* Tasks to perform:
A – According to the RootSIFT post, which versions of Python and OpenCV does the example need?
B – Please rewrite the passage of the RootSIFT post starting at "Well, according to" and ending at "the original implementation.", with "paper" changed to "article".
[begin Article]
Still using the original, plain ole’ implementation of SIFT by David Lowe?

Well, according to Arandjelovic and Zisserman in their 2012 paper, Three things everyone should know to improve object retrieval, you’re selling yourself (and your accuracy) short by using the original implementation.

Instead, you should be utilizing a simple extension to SIFT, called RootSIFT, that can be used to dramatically increase object recognition accuracy, quantization, and retrieval accuracy.

Whether you’re matching descriptors of regions surrounding keypoints, clusterings SIFT descriptors using k-means, or building a bag of visual words model, the RootSIFT extension can be used to improve your results.

Best of all, the RootSIFT extension sits on top of the original SIFT implementation and does not require changes to the original SIFT source code.

You do not have to recompile or modify your favorite SIFT implementation to utilize the benefits of RootSIFT.

So if you’re using SIFT regularly in your computer vision applications, but have yet to level-up to RootSIFT, read on.

This blog post will show you how to implement RootSIFT in Python and OpenCV — without (1) having to change a single line of code in the original OpenCV SIFT implementation and (2) without having to compile the entire library.

Sound interesting? Check out the rest of this blog post to learn how to implement RootSIFT in Python and OpenCV.

Looking for the source code to this post?

OpenCV and Python versions:
In order to run this example, you’ll need Python 2.7 and OpenCV 2.4.X.

Why RootSIFT?
[end Article]
[begin Dataset]
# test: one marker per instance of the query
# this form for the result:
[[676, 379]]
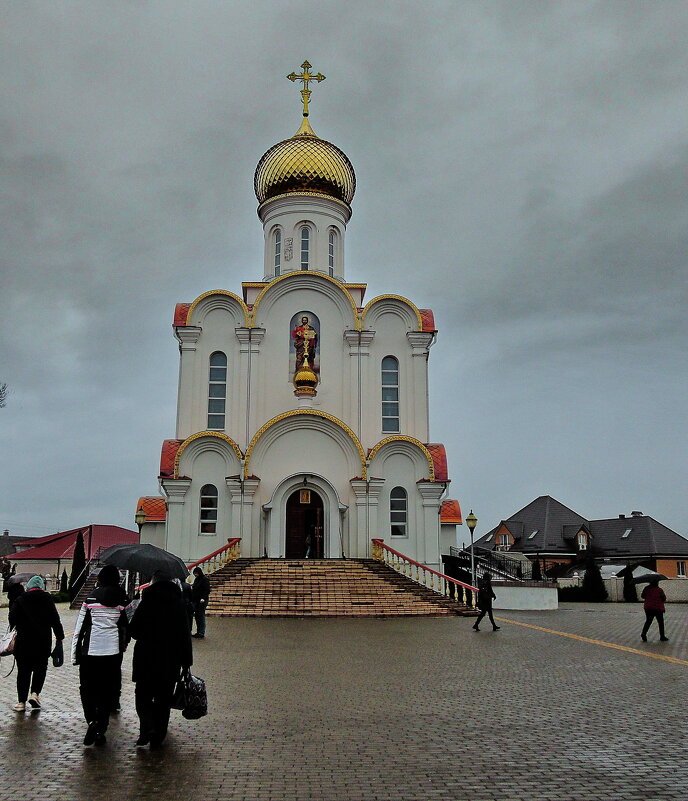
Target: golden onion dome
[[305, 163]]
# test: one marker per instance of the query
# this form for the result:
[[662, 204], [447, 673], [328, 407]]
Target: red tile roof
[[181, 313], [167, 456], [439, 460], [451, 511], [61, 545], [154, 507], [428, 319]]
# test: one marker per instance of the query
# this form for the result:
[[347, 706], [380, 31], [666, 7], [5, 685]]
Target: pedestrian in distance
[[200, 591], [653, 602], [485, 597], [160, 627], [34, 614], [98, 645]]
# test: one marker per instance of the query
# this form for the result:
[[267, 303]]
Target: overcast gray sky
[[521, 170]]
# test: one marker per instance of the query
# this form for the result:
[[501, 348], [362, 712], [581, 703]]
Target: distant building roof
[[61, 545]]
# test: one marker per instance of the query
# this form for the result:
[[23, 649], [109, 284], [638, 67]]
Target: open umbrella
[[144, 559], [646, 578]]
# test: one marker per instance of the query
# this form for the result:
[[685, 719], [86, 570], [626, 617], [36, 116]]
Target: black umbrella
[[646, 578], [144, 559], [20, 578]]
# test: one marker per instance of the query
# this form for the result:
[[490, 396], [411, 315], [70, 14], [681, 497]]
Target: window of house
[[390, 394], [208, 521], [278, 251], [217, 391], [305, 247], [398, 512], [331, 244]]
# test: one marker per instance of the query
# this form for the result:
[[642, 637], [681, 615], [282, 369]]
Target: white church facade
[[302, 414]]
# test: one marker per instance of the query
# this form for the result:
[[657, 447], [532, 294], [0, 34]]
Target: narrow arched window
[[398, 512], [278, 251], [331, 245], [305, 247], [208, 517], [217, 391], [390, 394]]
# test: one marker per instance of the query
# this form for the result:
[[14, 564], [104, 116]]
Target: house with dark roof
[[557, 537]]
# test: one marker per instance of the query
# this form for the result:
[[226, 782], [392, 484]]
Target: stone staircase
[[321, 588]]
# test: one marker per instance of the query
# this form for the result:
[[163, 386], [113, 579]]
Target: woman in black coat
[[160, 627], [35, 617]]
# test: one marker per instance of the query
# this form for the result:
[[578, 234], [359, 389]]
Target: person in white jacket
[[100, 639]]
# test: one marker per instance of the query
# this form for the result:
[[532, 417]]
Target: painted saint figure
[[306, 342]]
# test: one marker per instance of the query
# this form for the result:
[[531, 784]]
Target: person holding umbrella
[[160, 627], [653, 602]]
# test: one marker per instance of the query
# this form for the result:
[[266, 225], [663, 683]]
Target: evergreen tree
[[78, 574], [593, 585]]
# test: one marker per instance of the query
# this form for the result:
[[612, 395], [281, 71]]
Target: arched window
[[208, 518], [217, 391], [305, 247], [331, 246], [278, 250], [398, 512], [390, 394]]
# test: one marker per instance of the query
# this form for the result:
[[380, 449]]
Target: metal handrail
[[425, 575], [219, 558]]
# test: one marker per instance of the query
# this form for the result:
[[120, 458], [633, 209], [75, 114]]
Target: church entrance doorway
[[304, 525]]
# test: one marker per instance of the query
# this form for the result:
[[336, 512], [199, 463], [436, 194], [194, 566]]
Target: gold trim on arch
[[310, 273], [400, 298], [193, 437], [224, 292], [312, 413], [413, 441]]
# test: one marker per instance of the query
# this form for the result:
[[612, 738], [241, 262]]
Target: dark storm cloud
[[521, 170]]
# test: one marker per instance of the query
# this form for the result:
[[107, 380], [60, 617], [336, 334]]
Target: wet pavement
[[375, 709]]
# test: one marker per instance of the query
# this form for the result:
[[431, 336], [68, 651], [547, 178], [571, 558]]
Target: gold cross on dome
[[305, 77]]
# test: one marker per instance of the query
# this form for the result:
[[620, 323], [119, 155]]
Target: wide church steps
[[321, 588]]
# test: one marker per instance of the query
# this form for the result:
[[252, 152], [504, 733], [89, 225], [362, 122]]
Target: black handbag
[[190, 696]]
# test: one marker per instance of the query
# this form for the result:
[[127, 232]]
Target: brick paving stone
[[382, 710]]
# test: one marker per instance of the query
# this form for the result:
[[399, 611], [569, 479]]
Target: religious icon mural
[end Dataset]
* Exercise solutions:
A – Python 2.7 and OpenCV 2.4.X.

B –
Well, according to Arandjelovic and Zisserman in their 2012 article, Three things everyone should know to improve object retrieval, you’re selling yourself (and your accuracy) short by using the original implementation.